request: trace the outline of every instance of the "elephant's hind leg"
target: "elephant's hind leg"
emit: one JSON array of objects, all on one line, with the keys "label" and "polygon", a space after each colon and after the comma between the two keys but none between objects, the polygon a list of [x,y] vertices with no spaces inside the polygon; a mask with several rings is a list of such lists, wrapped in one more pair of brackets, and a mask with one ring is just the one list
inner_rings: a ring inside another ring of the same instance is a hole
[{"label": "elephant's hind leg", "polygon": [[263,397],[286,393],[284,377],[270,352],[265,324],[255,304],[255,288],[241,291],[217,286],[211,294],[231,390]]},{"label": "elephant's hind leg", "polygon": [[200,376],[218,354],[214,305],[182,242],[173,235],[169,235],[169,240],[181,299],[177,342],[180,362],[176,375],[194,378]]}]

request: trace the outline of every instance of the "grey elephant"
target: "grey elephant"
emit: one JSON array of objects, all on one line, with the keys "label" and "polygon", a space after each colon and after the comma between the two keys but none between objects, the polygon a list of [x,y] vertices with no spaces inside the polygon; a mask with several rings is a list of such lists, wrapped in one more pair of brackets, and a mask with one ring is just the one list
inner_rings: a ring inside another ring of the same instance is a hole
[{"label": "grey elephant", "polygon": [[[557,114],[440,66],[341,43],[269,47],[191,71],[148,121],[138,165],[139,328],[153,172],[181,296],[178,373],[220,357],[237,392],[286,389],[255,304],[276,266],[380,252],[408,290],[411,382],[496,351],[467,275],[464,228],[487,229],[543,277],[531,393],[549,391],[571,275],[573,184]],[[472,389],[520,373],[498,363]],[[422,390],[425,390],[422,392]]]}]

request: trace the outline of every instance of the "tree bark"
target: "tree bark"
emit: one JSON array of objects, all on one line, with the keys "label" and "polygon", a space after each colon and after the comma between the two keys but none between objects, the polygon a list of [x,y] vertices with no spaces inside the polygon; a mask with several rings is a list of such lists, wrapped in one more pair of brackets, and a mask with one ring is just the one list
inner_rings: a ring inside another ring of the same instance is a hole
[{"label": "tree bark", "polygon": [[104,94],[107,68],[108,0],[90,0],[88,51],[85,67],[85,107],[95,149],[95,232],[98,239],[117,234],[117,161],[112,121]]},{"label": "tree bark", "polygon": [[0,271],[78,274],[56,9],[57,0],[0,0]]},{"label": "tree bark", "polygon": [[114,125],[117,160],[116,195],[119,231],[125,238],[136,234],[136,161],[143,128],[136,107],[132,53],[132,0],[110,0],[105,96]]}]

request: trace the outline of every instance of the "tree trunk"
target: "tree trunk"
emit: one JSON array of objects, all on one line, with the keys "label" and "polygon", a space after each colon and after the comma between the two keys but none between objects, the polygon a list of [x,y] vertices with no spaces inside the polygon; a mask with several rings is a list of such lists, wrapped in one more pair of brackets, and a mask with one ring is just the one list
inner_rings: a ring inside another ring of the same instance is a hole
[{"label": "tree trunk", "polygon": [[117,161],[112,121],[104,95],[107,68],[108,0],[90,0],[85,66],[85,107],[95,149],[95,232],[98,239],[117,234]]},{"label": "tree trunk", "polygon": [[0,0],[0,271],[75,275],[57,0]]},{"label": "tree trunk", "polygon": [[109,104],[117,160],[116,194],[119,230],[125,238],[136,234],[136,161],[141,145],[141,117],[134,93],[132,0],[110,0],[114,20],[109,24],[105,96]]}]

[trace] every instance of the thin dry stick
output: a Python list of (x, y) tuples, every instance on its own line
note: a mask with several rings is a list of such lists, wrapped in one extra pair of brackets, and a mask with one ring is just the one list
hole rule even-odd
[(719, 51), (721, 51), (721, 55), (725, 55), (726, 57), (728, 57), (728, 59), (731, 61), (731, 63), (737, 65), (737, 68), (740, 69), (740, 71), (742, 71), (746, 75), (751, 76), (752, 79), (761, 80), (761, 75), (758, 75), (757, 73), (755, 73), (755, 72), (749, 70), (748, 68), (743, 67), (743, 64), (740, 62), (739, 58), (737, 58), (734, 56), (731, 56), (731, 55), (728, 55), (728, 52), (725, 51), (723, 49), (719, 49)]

What you should do:
Every record above needs to be repeated word for word.

Right answer:
request: trace the outline of every instance of the "elephant's hind leg"
target: "elephant's hind leg"
emit: one JSON array of objects, all on one line, with the keys "label" and "polygon", a space after each colon and after the comma between the two keys but none between objects, the polygon a list of [x,y] vertices with no spaces inside the polygon; a mask with several rings is a list of such lists, wrapped in one more pair of brackets, and a mask with one ring is just the one list
inner_rings: a ring inside another ring of the same instance is a hole
[{"label": "elephant's hind leg", "polygon": [[263,397],[286,393],[284,377],[270,352],[265,324],[255,304],[255,288],[241,291],[217,286],[211,294],[231,390]]},{"label": "elephant's hind leg", "polygon": [[200,376],[218,354],[214,305],[182,242],[173,235],[169,235],[169,240],[181,299],[177,342],[180,362],[176,375],[194,378]]}]

request: trace the outline of every instance of the "grey elephant"
target: "grey elephant"
emit: one JSON array of objects, all on one line, with the keys "label" and "polygon", a space after each colon and after the comma between the two keys but none between objects, the polygon a list of [x,y] vertices with no spaces inside the polygon; a mask with several rings is a list of such lists, wrapped in one more pair of brackets, and a mask with one ring is just the one list
inner_rings: a ring inside another ring of the same instance is a hole
[{"label": "grey elephant", "polygon": [[[557,114],[440,66],[341,43],[269,47],[191,71],[148,121],[138,165],[139,328],[153,172],[181,296],[178,373],[220,357],[237,392],[286,389],[255,304],[276,266],[380,252],[408,290],[411,382],[496,351],[467,275],[464,228],[487,229],[543,277],[531,393],[549,391],[571,275],[573,184]],[[472,389],[520,373],[498,363]],[[422,390],[425,390],[422,392]]]}]

request: trace the outline of every instance of the "tree bark"
target: "tree bark"
emit: one JSON array of objects, all on one line, with the keys "label" and "polygon", a space after each colon and after the comma between the two keys but none between objects, the polygon a list of [x,y] vertices with no spaces inside the polygon; a mask with several rings is a list of such lists, wrapped in one more pair of brackets, and a mask with one ring is just the one list
inner_rings: a ring inside another ring of the same instance is a hole
[{"label": "tree bark", "polygon": [[104,94],[107,68],[108,0],[90,0],[88,51],[85,67],[85,107],[95,149],[95,232],[98,239],[117,234],[117,161],[112,121]]},{"label": "tree bark", "polygon": [[0,271],[78,274],[56,9],[57,0],[0,0]]},{"label": "tree bark", "polygon": [[114,125],[117,160],[116,195],[119,231],[125,238],[136,234],[136,161],[143,128],[136,107],[132,53],[132,0],[110,0],[105,96]]}]

request: trace the outline of every instance of the "tree trunk"
target: "tree trunk"
emit: one JSON array of objects, all on one line, with the keys "label" and "polygon", a space after each colon and after the comma between the two keys but none between objects, the polygon a list of [x,y] vertices with no spaces inside the polygon; a mask with several rings is a list of such lists, wrapped in one more pair of brackets, and a mask with one ring is just the one list
inner_rings: a ring inside another ring of the same instance is a hole
[{"label": "tree trunk", "polygon": [[117,161],[112,121],[104,95],[107,68],[108,0],[90,0],[85,66],[85,107],[95,149],[95,232],[98,239],[117,234]]},{"label": "tree trunk", "polygon": [[0,0],[0,271],[75,275],[57,0]]},{"label": "tree trunk", "polygon": [[109,104],[117,160],[116,194],[119,230],[125,238],[136,234],[136,161],[141,145],[141,117],[134,93],[132,0],[110,0],[114,20],[109,24],[105,96]]}]

[trace] every instance of the thin dry stick
output: a Python list of (x, y) tuples, every instance on its own line
note: a mask with several rings is a list of such lists, wrapped in one extra pair of brackets, and a mask with one ring is just the one list
hole rule even-odd
[(719, 51), (721, 51), (721, 55), (725, 55), (726, 57), (728, 57), (728, 59), (731, 61), (731, 63), (737, 65), (737, 68), (740, 69), (740, 71), (742, 71), (746, 75), (751, 76), (752, 79), (761, 80), (761, 75), (758, 75), (757, 73), (755, 73), (755, 72), (749, 70), (748, 68), (743, 67), (743, 64), (740, 62), (739, 58), (737, 58), (734, 56), (731, 56), (731, 55), (728, 55), (728, 52), (725, 51), (723, 49), (719, 49)]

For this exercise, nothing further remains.